O RITO DE INICIAÇÃO DE EUCLIDES DA CUNHA NO SERTÃO

 

Enviado a Canudos pelo `Estado' no fim do século passado, o escritor assombrou-se lentamente com a região, mudança de espírito verificada em `Diário de uma Expedição'

 

UBIRATAN BRASIL

 

Empoleirado no lombo de um cavalo ou comprimido no tombadilho de um navio, nada parecia ser empecilho para o escritor Euclides da Cunha (1866-1909). Escolhido por Julio Mesquita para cobrir o levante de Canudos para o Estado de S. Paulo, o escritor deixou a capital paulista no dia 1º de agosto de 1897. Outros correspondentes já acompanhavam as infrutíferas tentativas do exército de derrotar os seguidores de Antônio Conselheiro, no interior da Bahia, e Euclides destacava-se como o escolhido natural para representar o Estado: colaborador havia nove anos, o escritor publicara, nos dias 14 de março e 17 de julho daquele ano, dois artigos com o título comum de `A nossa Vendéia'.

"São textos em que Euclides não apenas apresenta aspectos físicos daquela região do sertão como também se aventura a dar palpites sobre as dificuldades táticas e estratégicas do levante", comenta Walnice Nogueira Galvão, professora de Teoria Literária e Literatura Comparada da USP e responsável pela organização de Diário de uma Expedição (Companhia das Letras, 300 páginas, R$ 24,50), reunião das reportagens publicadas no Estado. "Ele era um homem disposto a aventuras e, como escrevia muito bem, seu nome foi uma escolha natural do jornal."

A publicação do Diário permite conhecer detalhes da formação intelectual da que seria uma das principais obras da literatura brasileira, Os Sertões, publicada em 1902. No período em que cobriu o levante, Euclides passou por um verdadeiro rito de passagem: se quando deixou São Paulo estava seguro da natureza monarquista da rebelião em Canudos, o escritor (republicano convicto) é obrigado a reformular seu julgamento, forçado pelas continências. "No Diário, Euclides exibe uma escrita assombrosa, mas tem a pressa do repórter; o importante é que acumula material para a reflexão profunda sobre o fenômeno, que resultaria em Os Sertões", explica Walnice, em entrevista ao Estado, durante uma pausa de seu novo trabalho, uma coletânea de textos sobre o carnaval.

• _Material fornecido_
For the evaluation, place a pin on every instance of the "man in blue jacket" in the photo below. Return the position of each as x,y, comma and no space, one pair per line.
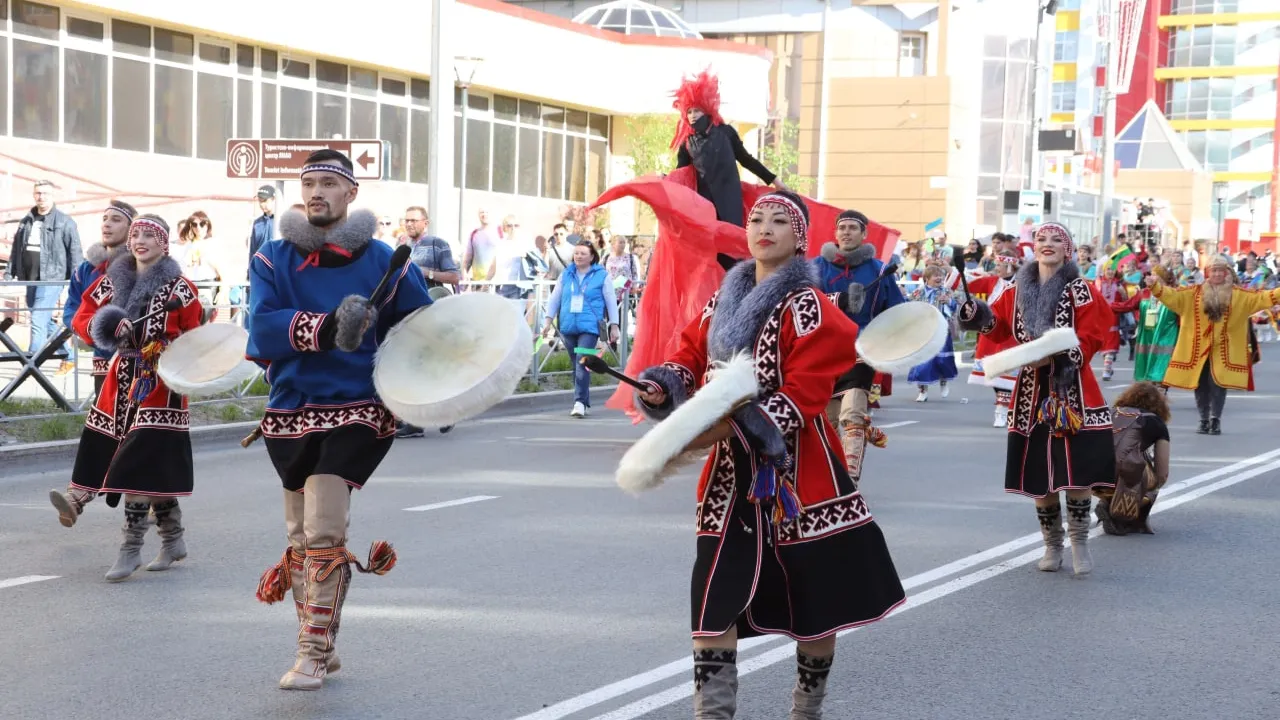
115,231
849,265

• _Instruções da tarefa_
Dê sequência à reportagem sobre Euclides da Cunha em Canudos, começando logo depois da última frase do texto.

• _Resposta da tarefa_
Estado - Além do rito de passagem, em que Euclides troca suas certezas por uma série de dúvidas (o que é notado ao longo das narrativas), qual outra característica importante é verificada no Diário?

Walnice Nogueira Galvão - Essa transformação no pensamento de Euclides é realmente importante e contribui para a confecção de Os Sertões. Mas o principal aspecto é seu contato com o sertão e com Canudos, com a guerra, os jagunços. Foi um impacto tremendo. Na verdade, esse impacto começou antes, com o primeiro contato com a paisagem do sertão, antes mesmo de chegar a Canudos. Na viagem de trem e a cavalo, pelo interior da Bahia, ele vai ficando tomado pela paisagem extremamente diferente e muito forte.

Estado - O impacto é grande porque Euclides desenvolvera antes um conhecimento científico sobre meio ambiente?

Walnice - Sim, mas o conhecimento era puramente teórico, apenas de livros.

Foi fazendo reportagem para o Estado que Euclides realmente conheceu a força do ambiente.

Estado - Aliás, o conhecimento científico de Euclides é muito contestado.

Ele era realmente habilitado para emitir tais conceitos?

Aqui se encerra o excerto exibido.